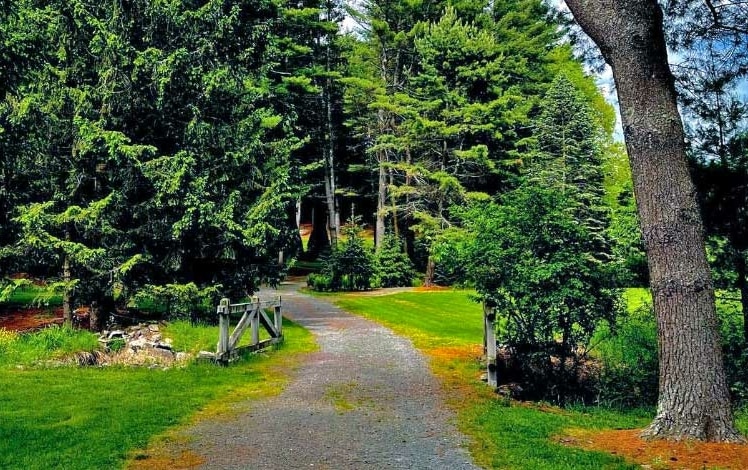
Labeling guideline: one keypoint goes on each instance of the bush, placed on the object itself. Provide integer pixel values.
(7, 340)
(349, 267)
(393, 267)
(629, 373)
(319, 282)
(734, 349)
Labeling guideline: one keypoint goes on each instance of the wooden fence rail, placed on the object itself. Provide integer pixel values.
(254, 314)
(489, 344)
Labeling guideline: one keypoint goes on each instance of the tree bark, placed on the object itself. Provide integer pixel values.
(379, 227)
(333, 214)
(693, 397)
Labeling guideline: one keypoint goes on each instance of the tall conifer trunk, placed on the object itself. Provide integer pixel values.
(694, 402)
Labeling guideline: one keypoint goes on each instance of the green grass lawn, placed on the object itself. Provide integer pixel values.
(94, 418)
(447, 326)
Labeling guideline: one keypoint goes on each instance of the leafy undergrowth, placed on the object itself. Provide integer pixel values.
(504, 434)
(47, 345)
(93, 418)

## DO THIS
Give the lines above as a two-column CSV with the headers "guideline" and "points". Each row should hold one labeling guideline in the first quoted field and all coordinates that follow it in the second quoted field, with line breaks replaced by spaces and the pictures omitted.

## TASK SOLUTION
guideline,points
"Labeling guideline: one keypoint goes on each instance of the bush, placed on the object itself. Provide integer pixel values.","(7, 340) (349, 267) (393, 267) (629, 373) (319, 282) (734, 349)"
"Labeling guideline: one keypoint goes on each instance of the wooden fence rail, placed on the object itself. Provide integer pixel values.","(254, 314) (489, 344)"
"Labeling guideline: one keypoint goes on each instance of the tree bark, placed on the object itself. Provide integer pixel values.","(379, 227) (333, 214) (693, 397)"
"Labeling guideline: one keypoint goes on each instance of the tall conifer trunk, placed on the object itself. Provide integer pixel values.","(694, 402)"
"Labeling guideline: one keypoint goes on each instance of the green grass lawn, placed on the object itself. Provide integer pixel values.","(94, 418) (447, 326)"
"Labeling guideline: one keypoint goes on each instance of the leafy undergrowth, placed on the object itself. Provide integer pixel values.","(504, 434) (47, 345) (93, 418)"